Records drawn from a dataset
§

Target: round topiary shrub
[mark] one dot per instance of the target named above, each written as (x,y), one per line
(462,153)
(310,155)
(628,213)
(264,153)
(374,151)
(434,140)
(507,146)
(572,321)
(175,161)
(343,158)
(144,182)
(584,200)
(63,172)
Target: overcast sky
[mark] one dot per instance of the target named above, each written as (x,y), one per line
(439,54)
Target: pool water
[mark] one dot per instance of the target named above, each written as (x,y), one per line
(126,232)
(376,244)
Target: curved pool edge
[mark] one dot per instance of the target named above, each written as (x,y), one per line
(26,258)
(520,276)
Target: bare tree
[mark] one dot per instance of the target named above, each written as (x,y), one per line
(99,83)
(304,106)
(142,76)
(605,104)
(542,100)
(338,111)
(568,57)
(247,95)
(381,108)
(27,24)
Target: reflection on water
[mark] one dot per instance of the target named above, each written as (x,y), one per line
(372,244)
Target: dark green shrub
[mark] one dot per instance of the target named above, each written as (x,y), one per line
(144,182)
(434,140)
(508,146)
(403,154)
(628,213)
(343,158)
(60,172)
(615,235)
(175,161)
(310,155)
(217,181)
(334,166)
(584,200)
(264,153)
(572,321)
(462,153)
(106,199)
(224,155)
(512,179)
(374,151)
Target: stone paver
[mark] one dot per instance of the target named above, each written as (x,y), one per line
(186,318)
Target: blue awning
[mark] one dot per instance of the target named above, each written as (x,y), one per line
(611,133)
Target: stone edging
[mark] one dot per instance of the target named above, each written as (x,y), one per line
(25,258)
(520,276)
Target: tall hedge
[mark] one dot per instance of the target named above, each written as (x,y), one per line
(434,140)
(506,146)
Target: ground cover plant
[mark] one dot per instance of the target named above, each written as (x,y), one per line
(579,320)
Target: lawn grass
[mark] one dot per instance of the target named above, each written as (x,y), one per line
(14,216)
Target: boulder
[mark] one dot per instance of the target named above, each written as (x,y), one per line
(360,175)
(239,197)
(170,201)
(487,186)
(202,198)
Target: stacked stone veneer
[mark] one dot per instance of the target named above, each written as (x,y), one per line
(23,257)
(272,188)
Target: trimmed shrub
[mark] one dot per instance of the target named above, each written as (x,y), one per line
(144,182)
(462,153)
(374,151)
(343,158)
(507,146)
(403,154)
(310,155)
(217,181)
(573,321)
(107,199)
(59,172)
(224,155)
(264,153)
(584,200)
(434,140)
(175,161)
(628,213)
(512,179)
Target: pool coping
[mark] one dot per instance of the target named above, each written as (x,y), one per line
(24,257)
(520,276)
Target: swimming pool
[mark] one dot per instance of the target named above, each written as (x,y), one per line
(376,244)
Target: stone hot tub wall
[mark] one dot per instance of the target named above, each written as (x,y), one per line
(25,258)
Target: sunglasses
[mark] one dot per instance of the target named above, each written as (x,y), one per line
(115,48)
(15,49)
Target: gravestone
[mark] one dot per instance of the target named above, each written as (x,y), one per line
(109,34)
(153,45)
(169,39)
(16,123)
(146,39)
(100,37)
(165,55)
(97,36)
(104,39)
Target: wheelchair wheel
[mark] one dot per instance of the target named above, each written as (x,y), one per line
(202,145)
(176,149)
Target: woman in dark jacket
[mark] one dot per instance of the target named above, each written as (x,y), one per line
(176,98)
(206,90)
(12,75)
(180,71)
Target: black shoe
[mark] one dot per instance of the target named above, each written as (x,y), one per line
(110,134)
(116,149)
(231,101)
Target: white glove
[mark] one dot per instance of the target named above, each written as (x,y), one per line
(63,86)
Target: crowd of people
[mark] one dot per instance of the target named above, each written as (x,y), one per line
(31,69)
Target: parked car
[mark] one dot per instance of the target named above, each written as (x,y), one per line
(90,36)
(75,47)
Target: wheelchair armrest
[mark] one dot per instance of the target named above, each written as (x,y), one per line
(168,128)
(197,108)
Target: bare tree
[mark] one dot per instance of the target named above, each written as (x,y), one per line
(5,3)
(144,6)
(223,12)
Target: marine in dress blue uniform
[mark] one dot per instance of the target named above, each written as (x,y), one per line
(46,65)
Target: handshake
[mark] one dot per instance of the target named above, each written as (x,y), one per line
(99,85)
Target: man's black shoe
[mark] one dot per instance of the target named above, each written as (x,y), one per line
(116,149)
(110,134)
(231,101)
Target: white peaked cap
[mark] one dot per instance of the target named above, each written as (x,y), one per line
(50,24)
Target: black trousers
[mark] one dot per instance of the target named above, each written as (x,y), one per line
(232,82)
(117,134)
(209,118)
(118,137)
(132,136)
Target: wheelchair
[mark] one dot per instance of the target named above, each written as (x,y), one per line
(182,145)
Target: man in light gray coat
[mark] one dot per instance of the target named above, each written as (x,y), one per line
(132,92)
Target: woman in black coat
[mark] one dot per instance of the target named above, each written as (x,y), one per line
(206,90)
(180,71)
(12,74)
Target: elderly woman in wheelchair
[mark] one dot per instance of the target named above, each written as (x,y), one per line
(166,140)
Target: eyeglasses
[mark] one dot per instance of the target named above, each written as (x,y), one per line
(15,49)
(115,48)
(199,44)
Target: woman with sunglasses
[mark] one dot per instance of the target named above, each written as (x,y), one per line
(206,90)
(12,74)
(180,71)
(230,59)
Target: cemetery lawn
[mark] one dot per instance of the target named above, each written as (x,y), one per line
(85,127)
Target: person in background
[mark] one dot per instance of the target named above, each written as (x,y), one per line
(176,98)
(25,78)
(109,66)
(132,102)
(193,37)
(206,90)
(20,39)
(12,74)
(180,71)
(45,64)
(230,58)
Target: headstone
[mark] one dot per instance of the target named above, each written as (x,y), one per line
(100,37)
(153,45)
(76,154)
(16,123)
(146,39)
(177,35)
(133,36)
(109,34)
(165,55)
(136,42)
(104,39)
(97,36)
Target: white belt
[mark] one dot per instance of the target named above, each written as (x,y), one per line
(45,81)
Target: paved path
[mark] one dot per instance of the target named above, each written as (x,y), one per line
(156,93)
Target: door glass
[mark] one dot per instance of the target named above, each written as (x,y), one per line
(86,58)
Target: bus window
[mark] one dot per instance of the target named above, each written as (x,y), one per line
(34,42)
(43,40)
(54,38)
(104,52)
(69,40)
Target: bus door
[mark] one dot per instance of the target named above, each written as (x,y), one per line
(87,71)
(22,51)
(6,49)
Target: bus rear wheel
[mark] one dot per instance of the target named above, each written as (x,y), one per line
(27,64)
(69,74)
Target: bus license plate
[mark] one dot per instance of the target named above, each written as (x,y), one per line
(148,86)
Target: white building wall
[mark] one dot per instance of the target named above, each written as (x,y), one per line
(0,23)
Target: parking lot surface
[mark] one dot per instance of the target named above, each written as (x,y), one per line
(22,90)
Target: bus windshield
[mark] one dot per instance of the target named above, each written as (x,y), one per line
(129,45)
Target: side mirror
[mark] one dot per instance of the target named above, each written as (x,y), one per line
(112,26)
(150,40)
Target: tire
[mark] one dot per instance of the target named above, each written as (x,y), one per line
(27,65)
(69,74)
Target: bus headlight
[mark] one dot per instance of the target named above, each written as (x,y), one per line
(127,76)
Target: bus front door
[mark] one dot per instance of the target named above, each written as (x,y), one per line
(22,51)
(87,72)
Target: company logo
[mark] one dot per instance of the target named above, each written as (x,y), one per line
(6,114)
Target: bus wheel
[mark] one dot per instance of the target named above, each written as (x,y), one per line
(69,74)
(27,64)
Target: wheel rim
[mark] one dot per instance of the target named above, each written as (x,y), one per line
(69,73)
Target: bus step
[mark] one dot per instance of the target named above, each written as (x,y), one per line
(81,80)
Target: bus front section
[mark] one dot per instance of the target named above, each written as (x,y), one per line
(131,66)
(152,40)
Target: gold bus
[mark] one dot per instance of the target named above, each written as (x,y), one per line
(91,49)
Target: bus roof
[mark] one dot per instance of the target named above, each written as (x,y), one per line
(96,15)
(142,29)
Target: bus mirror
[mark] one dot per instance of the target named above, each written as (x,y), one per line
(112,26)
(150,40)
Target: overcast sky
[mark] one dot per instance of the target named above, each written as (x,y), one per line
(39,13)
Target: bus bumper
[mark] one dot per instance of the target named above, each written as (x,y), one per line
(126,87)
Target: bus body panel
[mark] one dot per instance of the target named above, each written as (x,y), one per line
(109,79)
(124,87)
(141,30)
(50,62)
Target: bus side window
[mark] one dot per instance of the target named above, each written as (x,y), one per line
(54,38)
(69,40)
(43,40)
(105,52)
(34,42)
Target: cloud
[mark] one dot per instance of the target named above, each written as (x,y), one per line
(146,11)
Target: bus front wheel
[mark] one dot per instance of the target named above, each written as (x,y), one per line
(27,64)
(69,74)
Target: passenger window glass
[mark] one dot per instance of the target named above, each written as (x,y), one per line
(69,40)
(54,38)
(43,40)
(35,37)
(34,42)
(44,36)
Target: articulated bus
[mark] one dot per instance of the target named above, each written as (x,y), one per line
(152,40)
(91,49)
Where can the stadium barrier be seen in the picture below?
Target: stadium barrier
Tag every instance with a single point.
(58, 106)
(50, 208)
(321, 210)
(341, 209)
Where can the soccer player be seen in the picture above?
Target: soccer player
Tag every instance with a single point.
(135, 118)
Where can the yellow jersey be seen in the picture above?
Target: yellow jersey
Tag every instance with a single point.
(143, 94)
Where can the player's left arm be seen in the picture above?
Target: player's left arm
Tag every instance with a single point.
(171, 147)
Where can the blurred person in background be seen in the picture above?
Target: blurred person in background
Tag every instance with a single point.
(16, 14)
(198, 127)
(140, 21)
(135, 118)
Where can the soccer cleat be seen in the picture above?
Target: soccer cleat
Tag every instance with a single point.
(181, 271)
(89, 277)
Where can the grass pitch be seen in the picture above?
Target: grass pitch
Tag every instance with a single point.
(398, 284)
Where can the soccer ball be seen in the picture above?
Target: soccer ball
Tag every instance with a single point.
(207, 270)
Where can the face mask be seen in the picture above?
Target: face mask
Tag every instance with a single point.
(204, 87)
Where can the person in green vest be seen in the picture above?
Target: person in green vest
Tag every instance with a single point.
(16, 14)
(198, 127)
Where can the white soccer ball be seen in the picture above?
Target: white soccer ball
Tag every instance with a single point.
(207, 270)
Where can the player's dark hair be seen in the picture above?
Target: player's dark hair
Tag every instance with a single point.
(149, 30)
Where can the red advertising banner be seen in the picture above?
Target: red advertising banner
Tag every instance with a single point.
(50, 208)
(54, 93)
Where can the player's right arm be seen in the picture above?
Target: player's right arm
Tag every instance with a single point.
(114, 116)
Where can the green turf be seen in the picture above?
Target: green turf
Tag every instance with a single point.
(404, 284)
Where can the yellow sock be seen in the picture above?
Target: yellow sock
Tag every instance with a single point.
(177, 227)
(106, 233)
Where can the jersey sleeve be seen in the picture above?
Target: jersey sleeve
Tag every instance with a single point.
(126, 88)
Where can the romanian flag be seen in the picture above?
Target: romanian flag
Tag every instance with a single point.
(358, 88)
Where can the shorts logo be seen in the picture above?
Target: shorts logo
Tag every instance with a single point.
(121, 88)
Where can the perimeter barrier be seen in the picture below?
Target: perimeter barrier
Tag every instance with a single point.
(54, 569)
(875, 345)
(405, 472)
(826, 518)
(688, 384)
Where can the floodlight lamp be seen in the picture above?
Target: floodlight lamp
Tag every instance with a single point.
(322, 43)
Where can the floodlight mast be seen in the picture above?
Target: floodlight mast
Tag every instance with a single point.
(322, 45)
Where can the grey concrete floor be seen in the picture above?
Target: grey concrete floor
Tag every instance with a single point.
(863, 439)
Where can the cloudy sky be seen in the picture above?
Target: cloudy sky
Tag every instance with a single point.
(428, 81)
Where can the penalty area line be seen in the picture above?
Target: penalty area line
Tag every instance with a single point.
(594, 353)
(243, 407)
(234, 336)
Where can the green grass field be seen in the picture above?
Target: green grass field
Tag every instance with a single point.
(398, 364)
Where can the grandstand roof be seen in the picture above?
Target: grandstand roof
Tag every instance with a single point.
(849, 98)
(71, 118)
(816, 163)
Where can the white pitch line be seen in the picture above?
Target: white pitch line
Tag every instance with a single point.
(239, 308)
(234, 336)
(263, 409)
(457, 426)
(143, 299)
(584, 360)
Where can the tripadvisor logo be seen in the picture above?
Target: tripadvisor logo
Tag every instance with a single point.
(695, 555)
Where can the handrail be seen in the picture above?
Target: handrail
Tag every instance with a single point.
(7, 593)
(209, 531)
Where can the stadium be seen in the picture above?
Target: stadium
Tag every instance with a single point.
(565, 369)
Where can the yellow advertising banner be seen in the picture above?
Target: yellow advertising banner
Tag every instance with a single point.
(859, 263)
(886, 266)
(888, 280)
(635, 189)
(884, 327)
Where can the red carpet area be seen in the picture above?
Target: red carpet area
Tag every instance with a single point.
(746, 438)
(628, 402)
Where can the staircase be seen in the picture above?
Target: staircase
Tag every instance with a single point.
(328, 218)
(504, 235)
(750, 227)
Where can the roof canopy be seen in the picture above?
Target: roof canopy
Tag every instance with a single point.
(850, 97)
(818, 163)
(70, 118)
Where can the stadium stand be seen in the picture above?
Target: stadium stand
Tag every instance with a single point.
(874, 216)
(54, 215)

§

- [What this task involves]:
As listed above, the lines from the line with "Target: yellow jersey" to the line with "Where can the blurred" are to be echoed exactly, with both ends included and nothing added.

- [Completed exercise]:
Target: yellow jersey
Tag every instance with a single point.
(143, 94)
Where can the player's left arm be seen in the picture above?
Target: player's left arm
Tag every instance with a single point.
(171, 147)
Where can the blurred person in background be seen in the picture above?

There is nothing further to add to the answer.